Objetivo da tarefa
Extraia sem alterações o trecho do texto sobre a greve geral de 1906 em Porto Alegre que começa em "A ideia de uma" e vai até "do Sul (Forgs).".

Trecho da fonte
Há 111 anos, em outubro de 1906, ocorreu a primeira greve geral em Porto Alegre, conhecida como Greve dos 21 Dias, que reivindicou, entre outras coisas, oito horas de trabalho. Em torno de 3,5 mil operários ocuparam ruas e praças da cidade. Uma característica dessa greve foi o número expressivo de trabalhadores estrangeiros e de mulheres operárias. O intendente (prefeito) de Porto Alegre, na época, era o engenheiro José Montaury (1858-1939), e Antônio Augusto Borges de Medeiros (1863-1961) governava o Estado.
A ideia de uma paralisação gerou-se entre os marmoristas, que se reuniam na Escola Eliseu Reclus, na Rua dos Andradas, número 64, sob o comando do líder anarquista Polidoro Santos (1881-1924). Já o grupo socialista era representado pelo líder negro, gráfico e jornalista Francisco Xavier da Costa (1871-1934) e por Carlos Cavaco (1878-1961). O primeiro criou, em 1897, o Partido Socialista Rio-Grandense, e o segundo, considerado o “verbo de fogo”, incendiou, com a sua oratória, a classe trabalhadora. Ambos fundaram, em 1906, a Federação Operária do Rio Grande do Sul (Forgs).

Dados disponíveis
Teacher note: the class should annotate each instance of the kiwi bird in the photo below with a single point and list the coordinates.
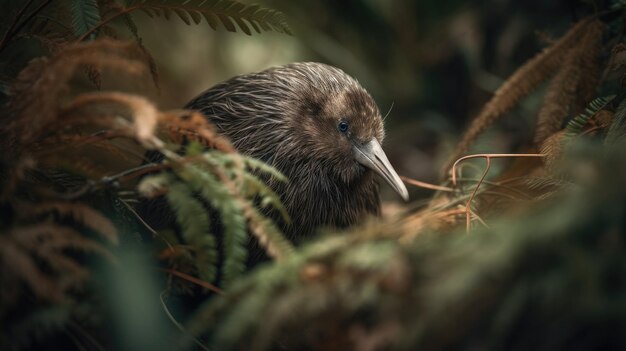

Resposta da tarefa
A ideia de uma paralisação gerou-se entre os marmoristas, que se reuniam na Escola Eliseu Reclus, na Rua dos Andradas, número 64, sob o comando do líder anarquista Polidoro Santos (1881-1924). Já o grupo socialista era representado pelo líder negro, gráfico e jornalista Francisco Xavier da Costa (1871-1934) e por Carlos Cavaco (1878-1961). O primeiro criou, em 1897, o Partido Socialista Rio-Grandense, e o segundo, considerado o “verbo de fogo”, incendiou, com a sua oratória, a classe trabalhadora. Ambos fundaram, em 1906, a Federação Operária do Rio Grande do Sul (Forgs).